▶ ACTIVITY LIST:
A) In the page extract, rewrite the passage from "Time Magazine Cover" to "of other factors.", replacing "freezer case" with "frozen food aisle".
B) According to the page extract on organic food, who wrote Time magazine's cover story "What to Eat Now"?

▶ PAGE EXTRACT:
Organic: Food Justice for the 99 Percent

Dr. Oz's article in Time magazine slanders families who choose safe, organic food for their children


| December 10, 2012



Time Magazine Cover

Time Magazine's recent cover story "What to Eat Now" By Dr. Mehmet Oz, claims that nutritionally speaking, there is little difference between the farmer's market bounty and the humble brick from the freezer case. He fails to mention, however, pesticide residues or a number of other factors.


Photo By Time Magazine

 Reposted with permission from The Cornucopia Institute. 

As Americans become increasingly aware of the story behind conventional foods—the ecologically destructive monoculture fields, the petrochemical fertilizers, the toxic pesticides and dangerous fumigants—the agrochemical industry has launched an all-out media offensive against the booming organic industry. 

 The agrochemical industry’s communications specialists have apparently found willing partners in major nationwide media outlets like The New YorkTimes and Time magazine, which have recently published articles discouraging people from buying organic foods.  The message is nearly always the same, as industry-friendly researchers and reporters downplay the role and harm caused by agricultural chemicals and focus instead on the differences between a handful of common nutrients.  Despite overwhelming scientific evidence to the contrary, the conclusion is always that organic foods are not worth the extra price because the nutritional differences are minimal.

[Stored data entries]
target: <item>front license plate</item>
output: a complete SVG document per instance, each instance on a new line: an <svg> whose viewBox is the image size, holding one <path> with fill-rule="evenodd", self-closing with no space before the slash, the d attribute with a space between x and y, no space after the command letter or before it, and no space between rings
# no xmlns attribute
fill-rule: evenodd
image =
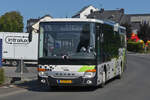
<svg viewBox="0 0 150 100"><path fill-rule="evenodd" d="M57 83L61 83L61 84L71 84L72 80L57 80Z"/></svg>

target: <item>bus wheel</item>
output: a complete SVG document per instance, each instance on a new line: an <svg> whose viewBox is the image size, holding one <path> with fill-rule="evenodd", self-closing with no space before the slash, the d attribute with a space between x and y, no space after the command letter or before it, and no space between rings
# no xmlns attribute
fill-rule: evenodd
<svg viewBox="0 0 150 100"><path fill-rule="evenodd" d="M105 86L105 82L106 82L106 73L105 73L105 71L103 71L101 88L103 88Z"/></svg>
<svg viewBox="0 0 150 100"><path fill-rule="evenodd" d="M117 76L118 79L121 79L122 78L122 67L120 68L119 70L119 75Z"/></svg>

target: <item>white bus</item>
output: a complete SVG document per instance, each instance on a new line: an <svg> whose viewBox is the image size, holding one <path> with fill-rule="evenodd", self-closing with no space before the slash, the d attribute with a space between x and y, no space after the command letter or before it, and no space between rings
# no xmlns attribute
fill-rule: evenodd
<svg viewBox="0 0 150 100"><path fill-rule="evenodd" d="M96 19L40 23L38 79L50 87L104 86L126 66L126 29Z"/></svg>

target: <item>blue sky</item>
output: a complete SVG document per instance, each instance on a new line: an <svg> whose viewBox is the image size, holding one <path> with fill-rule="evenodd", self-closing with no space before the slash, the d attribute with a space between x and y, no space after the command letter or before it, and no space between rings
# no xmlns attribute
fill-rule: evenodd
<svg viewBox="0 0 150 100"><path fill-rule="evenodd" d="M0 0L0 16L8 11L19 11L26 25L27 19L45 14L71 17L87 5L106 10L124 8L128 14L150 13L150 0Z"/></svg>

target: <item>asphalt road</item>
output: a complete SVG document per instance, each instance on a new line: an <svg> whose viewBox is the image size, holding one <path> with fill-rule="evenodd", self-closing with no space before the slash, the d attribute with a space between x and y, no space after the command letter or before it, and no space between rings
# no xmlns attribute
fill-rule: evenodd
<svg viewBox="0 0 150 100"><path fill-rule="evenodd" d="M128 55L127 70L121 80L104 88L40 88L36 82L24 85L24 92L0 100L150 100L150 55Z"/></svg>

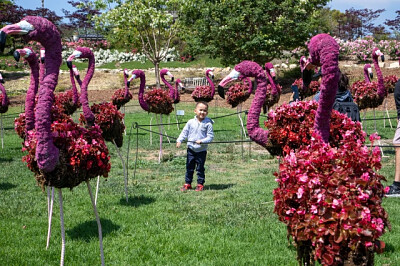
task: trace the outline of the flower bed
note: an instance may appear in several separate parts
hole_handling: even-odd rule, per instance
[[[299,96],[301,99],[313,96],[319,90],[319,81],[313,80],[307,88],[303,88],[303,79],[296,79],[292,85],[296,85],[299,88]]]
[[[42,189],[44,186],[72,189],[91,178],[108,176],[110,156],[98,126],[85,129],[64,116],[52,123],[51,131],[54,145],[60,149],[59,163],[51,173],[40,171],[37,165],[35,130],[28,132],[22,148],[28,152],[22,160],[34,172]]]
[[[163,89],[153,88],[143,96],[143,99],[148,104],[150,113],[168,115],[174,110],[172,106],[174,101]]]
[[[226,92],[226,102],[232,107],[238,106],[250,97],[249,86],[244,83],[235,83]]]
[[[301,265],[373,265],[374,245],[390,228],[380,160],[379,148],[369,150],[351,131],[339,148],[314,134],[310,146],[284,157],[275,173],[274,212],[297,244]]]
[[[378,83],[376,82],[356,81],[351,87],[351,93],[360,110],[376,108],[383,102],[383,98],[378,96]]]
[[[125,98],[125,89],[118,89],[114,92],[111,101],[119,110],[123,105],[132,100],[132,93],[128,91],[128,97]]]
[[[90,110],[92,110],[95,116],[95,124],[102,130],[103,138],[106,141],[115,141],[117,147],[122,147],[125,130],[125,125],[122,122],[124,114],[119,112],[117,107],[109,102],[93,104]],[[83,114],[81,114],[79,120],[81,123],[86,124]]]
[[[314,119],[318,103],[315,101],[297,101],[283,104],[268,113],[264,125],[269,130],[265,148],[272,155],[288,154],[311,143],[314,132]],[[353,122],[345,114],[335,110],[331,114],[329,143],[338,147],[346,132],[351,131],[354,139],[365,141],[365,133],[359,122]]]
[[[211,94],[212,89],[210,86],[198,86],[192,92],[192,98],[195,102],[210,102],[213,99]]]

▶ SOLUTIONS TO THE EXERCISE:
A)
Time Magazine Cover

Time Magazine's recent cover story "What to Eat Now" By Dr. Mehmet Oz, claims that nutritionally speaking, there is little difference between the farmer's market bounty and the humble brick from the frozen food aisle. He fails to mention, however, pesticide residues or a number of other factors.

B) Dr. Mehmet Oz